§ Work instructions:
Please transcribe the data below exactly. Leave the pictures out.

§ Data supplied:
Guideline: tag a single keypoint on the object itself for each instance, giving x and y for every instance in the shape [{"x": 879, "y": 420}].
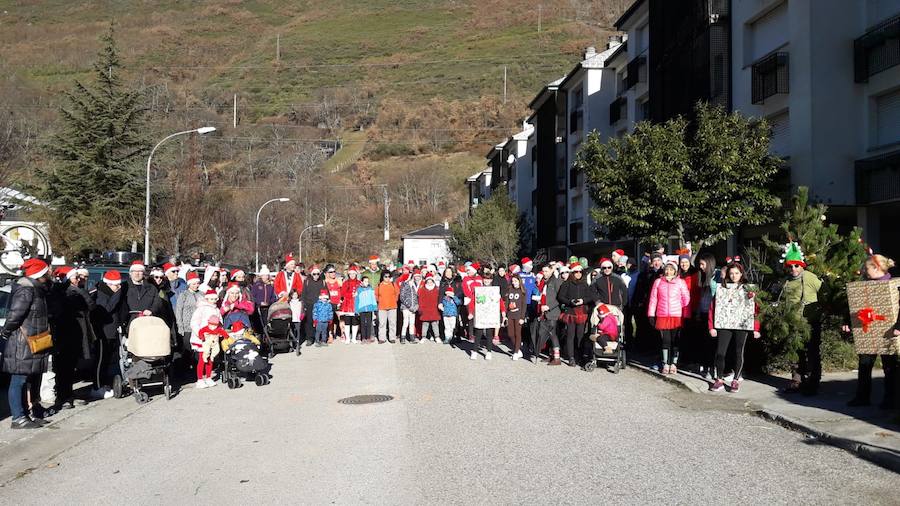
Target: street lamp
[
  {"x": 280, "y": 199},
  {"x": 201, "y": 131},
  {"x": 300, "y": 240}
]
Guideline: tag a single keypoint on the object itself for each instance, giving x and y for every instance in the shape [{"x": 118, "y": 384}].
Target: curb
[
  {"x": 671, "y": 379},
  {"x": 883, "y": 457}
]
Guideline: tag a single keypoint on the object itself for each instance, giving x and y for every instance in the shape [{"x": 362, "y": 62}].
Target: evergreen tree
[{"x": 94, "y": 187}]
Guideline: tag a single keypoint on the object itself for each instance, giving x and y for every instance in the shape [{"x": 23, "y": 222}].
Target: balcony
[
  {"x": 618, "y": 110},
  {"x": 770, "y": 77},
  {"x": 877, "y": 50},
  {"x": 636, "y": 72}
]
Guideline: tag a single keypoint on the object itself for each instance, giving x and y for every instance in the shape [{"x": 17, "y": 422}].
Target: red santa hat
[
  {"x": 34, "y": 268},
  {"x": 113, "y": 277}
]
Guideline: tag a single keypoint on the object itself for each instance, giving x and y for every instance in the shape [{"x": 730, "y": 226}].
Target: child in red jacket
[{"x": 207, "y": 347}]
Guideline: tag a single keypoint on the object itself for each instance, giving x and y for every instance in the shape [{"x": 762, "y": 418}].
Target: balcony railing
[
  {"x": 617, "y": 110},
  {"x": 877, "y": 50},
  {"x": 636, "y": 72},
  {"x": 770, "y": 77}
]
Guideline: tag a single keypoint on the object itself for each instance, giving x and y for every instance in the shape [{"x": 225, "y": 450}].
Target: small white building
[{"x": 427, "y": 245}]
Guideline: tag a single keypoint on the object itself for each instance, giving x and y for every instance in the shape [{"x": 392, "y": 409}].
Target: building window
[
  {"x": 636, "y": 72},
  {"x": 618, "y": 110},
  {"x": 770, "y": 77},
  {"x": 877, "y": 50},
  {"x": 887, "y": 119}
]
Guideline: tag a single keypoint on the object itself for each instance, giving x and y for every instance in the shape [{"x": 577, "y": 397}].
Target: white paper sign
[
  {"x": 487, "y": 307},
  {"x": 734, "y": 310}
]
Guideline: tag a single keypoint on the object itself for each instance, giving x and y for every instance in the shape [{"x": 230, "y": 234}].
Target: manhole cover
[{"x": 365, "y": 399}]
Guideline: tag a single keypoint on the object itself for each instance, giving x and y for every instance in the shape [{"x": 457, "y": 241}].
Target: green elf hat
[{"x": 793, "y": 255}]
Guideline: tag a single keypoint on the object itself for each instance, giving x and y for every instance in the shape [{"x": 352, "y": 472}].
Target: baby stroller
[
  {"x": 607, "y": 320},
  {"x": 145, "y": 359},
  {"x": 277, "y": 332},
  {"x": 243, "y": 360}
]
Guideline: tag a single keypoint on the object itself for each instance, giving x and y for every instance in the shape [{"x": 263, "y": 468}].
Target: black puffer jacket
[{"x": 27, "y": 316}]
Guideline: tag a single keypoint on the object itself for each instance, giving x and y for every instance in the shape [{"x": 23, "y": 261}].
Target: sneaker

§ Written reply:
Guideline: tag a single keypoint on the object itself for each instance, giving x and y for every instance in the shape [{"x": 879, "y": 420}].
Target: street lamp
[
  {"x": 280, "y": 199},
  {"x": 201, "y": 131},
  {"x": 300, "y": 240}
]
Guideline: tag a single keypoint on the object itself for each instance, giving x and y for every instance in the shape [{"x": 118, "y": 384}].
Target: curb
[
  {"x": 671, "y": 379},
  {"x": 883, "y": 457}
]
Guideline: tag a single keypoint on the object itself for each instance, giving x and y for every instance in the shape [{"x": 362, "y": 62}].
Target: evergreen tree
[{"x": 94, "y": 187}]
Guideline: tag a single keypoint on the object itself for each instance, giving x and y for every instance in the shape [{"x": 23, "y": 222}].
Target: balcony
[
  {"x": 618, "y": 110},
  {"x": 770, "y": 77},
  {"x": 877, "y": 50},
  {"x": 636, "y": 72}
]
Guideline: tag a single keypoint on the object itself for each instance, giving x and y for every instance in the shape [{"x": 17, "y": 422}].
Target: red santa hat
[
  {"x": 34, "y": 268},
  {"x": 113, "y": 277}
]
Guideline: tag a single keypoint on the object itself for each instance, giving x and y for every instance in the shape [{"x": 730, "y": 226}].
Target: child in red jacket
[{"x": 207, "y": 347}]
Guideline: tag a single keypoint on the object itself for each instance, giving x and y for every instance in the shape [{"x": 762, "y": 418}].
Target: balcony railing
[
  {"x": 617, "y": 110},
  {"x": 877, "y": 50},
  {"x": 636, "y": 72},
  {"x": 770, "y": 77}
]
Guideline: tag a single keypoint on the object itself for each instance, giving x and y for every instance in the shape [{"x": 225, "y": 450}].
Target: small white building
[{"x": 427, "y": 245}]
Guideline: tag a single keypoint on the object itself for each instance, giving x and y for every instance in the shape [{"x": 392, "y": 409}].
Target: building window
[
  {"x": 636, "y": 72},
  {"x": 618, "y": 110},
  {"x": 770, "y": 77},
  {"x": 877, "y": 50},
  {"x": 887, "y": 119}
]
Guideline: tag a single keypoint on the object itself for each instance, giving x and y for every instance in the shape [{"x": 577, "y": 397}].
Target: white paper sign
[
  {"x": 487, "y": 307},
  {"x": 734, "y": 310}
]
Guideline: tag a single keypoint on the object itself for each instance, giving x and y for every instance in the shape [{"x": 230, "y": 234}].
Target: manhole cover
[{"x": 365, "y": 399}]
Guideline: tag a single keypoint on the object itself for each instance, giving x and y for every instance in the shape [{"x": 457, "y": 241}].
Target: green elf hat
[{"x": 793, "y": 255}]
Guideline: tag a single keypoint on the object itself for each instance, giving x and y for every instance in the shape [{"x": 352, "y": 472}].
Target: baby stroller
[
  {"x": 607, "y": 320},
  {"x": 145, "y": 359},
  {"x": 277, "y": 332},
  {"x": 243, "y": 360}
]
Guideline: tag a single keypoint on the object itself for each instance, giving x and y for every instance in the shape [{"x": 263, "y": 468}].
Target: black puffer jacket
[{"x": 27, "y": 316}]
Guideline: tag a single keypoint on the object itself for each instance, giving x and y for every instance in the shape [{"x": 23, "y": 261}].
Target: sneaker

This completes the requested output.